■ EXTRAIT FOURNI:
1. SNC-Lavalin et le gouvernement
Justin Trudeau est impliqué dans un scandale politique depuis que le Globe and Mail affirme que le bureau du premier ministre aurait fait pression sur l’ex-ministre de la Justice, Jody Wilson-Raybould, pour qu’elle intervienne en faveur de SNC-Lavalin dans le but de faire éviter un procès à l’entreprise.
2. Donald Trump et la Russie
Le président américain est pris dans une crise politique constante depuis que des activités de collusions entre Moscou et l’équipe de campagne de Trump auraient eu lieu lors de l’élection présidentielle de 2016. De plus, le New York Times a révélé l’existence d’une enquête du FBI à savoir s’il aurait travaillé pour le compte de la Russie.
3. Fédération Étudiante de l’Université d’Ottawa
La FÉUO a été impliquée dans une crise suite au fait que des allégations de fraude aient été portées contre son ancien président Rizki Rachiq et son ancienne directrice exécutive, Vanessa Dorimain. Ils auraient tous les deux détourné des fonds à des fins personnelles et ont par la suite démissionné de leurs fonctions.
Gérer une crise selon Marcel A Chartrand
- En venir aux faits :
Révéler quels sont les faits et les vérités dans l’histoire sans toutefois en dire plus.
- Sortir en public :
Il faut sortir en public et faire preuve de transparence. Il ne faut pas se cacher.
- Ne pas perdre de temps :
Ne pas attendre pour sortir en public, plus on attend, plus ça sera pire.

■ LISTE DES TÂCHES:
[A] D'après l'extrait, qui sont l'ancien président et l'ancienne directrice exécutive de la FÉUO visés par des allégations de fraude ?
[B] Citez le passage de l'extrait qui commence par « - Sortir en » et se poursuit jusqu'à « ça sera pire. ».
Appuyez-vous uniquement sur l'extrait.

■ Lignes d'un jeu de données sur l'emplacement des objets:
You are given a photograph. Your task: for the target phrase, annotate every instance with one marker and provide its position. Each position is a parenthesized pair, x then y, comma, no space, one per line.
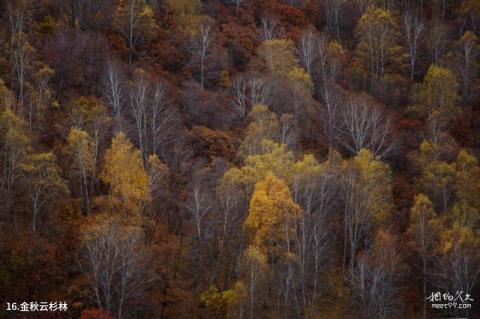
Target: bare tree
(465,67)
(413,26)
(20,50)
(376,281)
(163,121)
(307,49)
(249,90)
(332,11)
(437,40)
(259,90)
(199,205)
(239,94)
(314,190)
(139,102)
(201,49)
(362,5)
(365,125)
(117,265)
(270,28)
(134,19)
(237,3)
(113,91)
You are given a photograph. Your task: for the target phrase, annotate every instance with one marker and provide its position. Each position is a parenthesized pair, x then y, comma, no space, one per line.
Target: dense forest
(239,158)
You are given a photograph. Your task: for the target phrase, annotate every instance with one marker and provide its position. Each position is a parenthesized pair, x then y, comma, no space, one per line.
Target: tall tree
(15,148)
(377,48)
(423,229)
(135,20)
(81,148)
(43,181)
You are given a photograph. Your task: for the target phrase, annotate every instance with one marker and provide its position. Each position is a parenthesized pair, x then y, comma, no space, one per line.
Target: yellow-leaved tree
(272,217)
(123,170)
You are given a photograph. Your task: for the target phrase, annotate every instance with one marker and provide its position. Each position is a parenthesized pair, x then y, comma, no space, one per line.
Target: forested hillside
(240,158)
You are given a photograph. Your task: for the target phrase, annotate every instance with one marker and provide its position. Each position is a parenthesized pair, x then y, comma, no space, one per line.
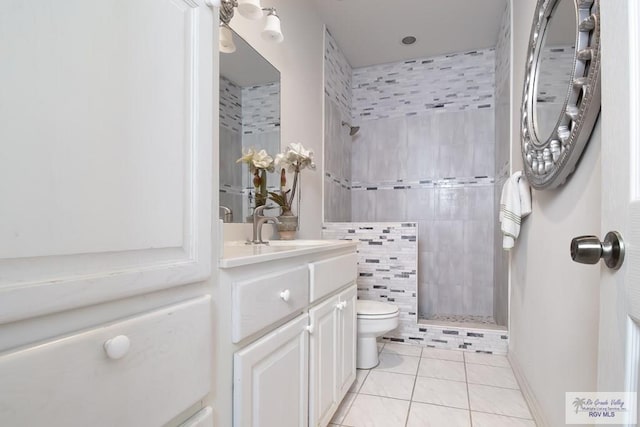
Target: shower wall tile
(230,105)
(387,272)
(338,77)
(478,237)
(261,108)
(448,236)
(480,203)
(450,203)
(422,147)
(421,204)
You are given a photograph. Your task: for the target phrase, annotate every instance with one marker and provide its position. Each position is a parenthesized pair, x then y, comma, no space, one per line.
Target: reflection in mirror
(555,67)
(249,118)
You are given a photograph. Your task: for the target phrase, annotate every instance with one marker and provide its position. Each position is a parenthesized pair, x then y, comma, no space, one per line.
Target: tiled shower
(431,150)
(249,118)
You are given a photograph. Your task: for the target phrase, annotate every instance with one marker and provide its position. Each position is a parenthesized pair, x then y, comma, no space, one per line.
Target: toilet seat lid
(367,307)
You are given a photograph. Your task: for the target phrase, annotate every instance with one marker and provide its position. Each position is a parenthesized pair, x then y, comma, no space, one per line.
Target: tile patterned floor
(426,387)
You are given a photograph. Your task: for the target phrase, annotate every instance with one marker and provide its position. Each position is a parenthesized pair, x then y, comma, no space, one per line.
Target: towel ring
(560,105)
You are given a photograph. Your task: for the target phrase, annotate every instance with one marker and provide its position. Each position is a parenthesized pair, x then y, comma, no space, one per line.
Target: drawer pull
(285,295)
(117,347)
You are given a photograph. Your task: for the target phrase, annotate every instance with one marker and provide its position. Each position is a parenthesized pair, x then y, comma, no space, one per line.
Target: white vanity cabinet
(332,351)
(288,335)
(106,239)
(271,378)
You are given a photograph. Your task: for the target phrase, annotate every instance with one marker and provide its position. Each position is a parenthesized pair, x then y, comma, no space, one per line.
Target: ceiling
(246,67)
(369,31)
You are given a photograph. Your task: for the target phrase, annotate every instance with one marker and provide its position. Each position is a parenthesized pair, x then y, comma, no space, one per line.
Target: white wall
(554,301)
(299,59)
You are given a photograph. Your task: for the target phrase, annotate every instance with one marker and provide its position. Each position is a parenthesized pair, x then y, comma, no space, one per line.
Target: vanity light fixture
(408,40)
(250,9)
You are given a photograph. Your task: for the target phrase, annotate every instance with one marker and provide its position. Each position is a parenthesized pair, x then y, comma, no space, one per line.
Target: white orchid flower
(247,156)
(256,159)
(295,158)
(262,160)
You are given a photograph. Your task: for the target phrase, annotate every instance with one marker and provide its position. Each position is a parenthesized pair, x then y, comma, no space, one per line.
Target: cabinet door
(105,172)
(271,379)
(323,361)
(347,341)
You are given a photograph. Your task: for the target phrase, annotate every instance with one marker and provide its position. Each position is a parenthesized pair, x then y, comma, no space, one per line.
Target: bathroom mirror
(249,117)
(561,98)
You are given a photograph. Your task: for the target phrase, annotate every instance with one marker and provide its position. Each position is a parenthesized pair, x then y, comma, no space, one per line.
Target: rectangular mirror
(249,118)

■ RÉSULTATS DANS L'ORDRE:
[A] Rizki Rachiq et Vanessa Dorimain.

[B]
- Sortir en public :
Il faut sortir en public et faire preuve de transparence. Il ne faut pas se cacher.
- Ne pas perdre de temps :
Ne pas attendre pour sortir en public, plus on attend, plus ça sera pire.